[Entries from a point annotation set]
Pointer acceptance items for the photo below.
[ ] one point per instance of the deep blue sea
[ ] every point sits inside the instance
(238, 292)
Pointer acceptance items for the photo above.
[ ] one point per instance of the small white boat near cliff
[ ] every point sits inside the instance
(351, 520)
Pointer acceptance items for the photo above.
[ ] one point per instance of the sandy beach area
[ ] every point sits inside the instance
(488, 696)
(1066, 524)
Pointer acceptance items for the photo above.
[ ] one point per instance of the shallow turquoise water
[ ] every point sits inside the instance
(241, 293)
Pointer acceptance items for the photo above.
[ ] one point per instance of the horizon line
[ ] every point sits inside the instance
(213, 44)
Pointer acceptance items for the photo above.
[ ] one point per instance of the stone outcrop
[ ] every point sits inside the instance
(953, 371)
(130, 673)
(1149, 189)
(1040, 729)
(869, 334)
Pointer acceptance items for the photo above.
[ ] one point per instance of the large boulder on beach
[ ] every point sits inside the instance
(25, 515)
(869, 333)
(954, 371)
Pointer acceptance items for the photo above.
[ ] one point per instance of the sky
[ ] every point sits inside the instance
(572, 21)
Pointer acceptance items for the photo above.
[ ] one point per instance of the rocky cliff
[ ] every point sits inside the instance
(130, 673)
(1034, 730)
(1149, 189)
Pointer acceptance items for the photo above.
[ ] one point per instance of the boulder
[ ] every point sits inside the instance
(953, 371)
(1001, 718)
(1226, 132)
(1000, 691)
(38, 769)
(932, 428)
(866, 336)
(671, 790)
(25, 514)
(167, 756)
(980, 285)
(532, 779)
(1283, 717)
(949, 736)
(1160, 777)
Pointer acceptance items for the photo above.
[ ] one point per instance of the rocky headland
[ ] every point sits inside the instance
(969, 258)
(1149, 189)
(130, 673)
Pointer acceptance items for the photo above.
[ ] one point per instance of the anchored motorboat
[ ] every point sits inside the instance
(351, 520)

_The request:_ Rewrite everything from the start of the records down to the line with "(1160, 777)", substituting "rock" for each "boulder" and keeping all else unchanged.

_Output for this exercise:_
Pointer acceptance items for the photo below.
[ ] one point per instance of the deep blue sea
[ ] every point sits inside the instance
(238, 292)
Pointer acceptance items for the photo above.
[ ] one point per instance of the small white boat near cliff
[ ] every point sits inside the instance
(351, 520)
Pointer acceptance items for the photo above.
[ ] one point per instance of the sandy beach area
[ ] every point sits inside the instance
(488, 696)
(1066, 524)
Pointer acceptance items for the photo above.
[ ] one point per instance of the shallow turquoise water
[ ] every point sits inside the instance
(241, 293)
Pointer acceptance items for the photo above.
[ ] one point per instance of the horizon line
[ ] every point sits inside the instance
(213, 44)
Pointer acceptance items for the photo above.
[ ] one point per instance of the stone outcrop
[ ] every point sits inside the instance
(953, 371)
(130, 673)
(1149, 189)
(1040, 729)
(869, 334)
Pointer acceptance items for the photo above.
[ ] one point per instance of the large rock on beach
[ ] every point sits inside the instance
(25, 515)
(869, 333)
(954, 371)
Pointer acceptance items for the photo above.
[ ] one point per instance of the sky
[ ] every point sits inside the instance
(572, 21)
Pointer acceptance items for the photo above.
[ ] one point per instance of the rocky cliff
[ ] every point sits inside the instance
(130, 673)
(1034, 730)
(1149, 189)
Pointer acceptance items for the photo above.
[ ] one point per instance of the rock
[ ] every point sits inside the instance
(953, 371)
(1001, 718)
(1226, 132)
(1000, 691)
(38, 769)
(932, 428)
(866, 336)
(671, 790)
(25, 514)
(167, 756)
(980, 285)
(532, 779)
(1283, 717)
(949, 736)
(1160, 777)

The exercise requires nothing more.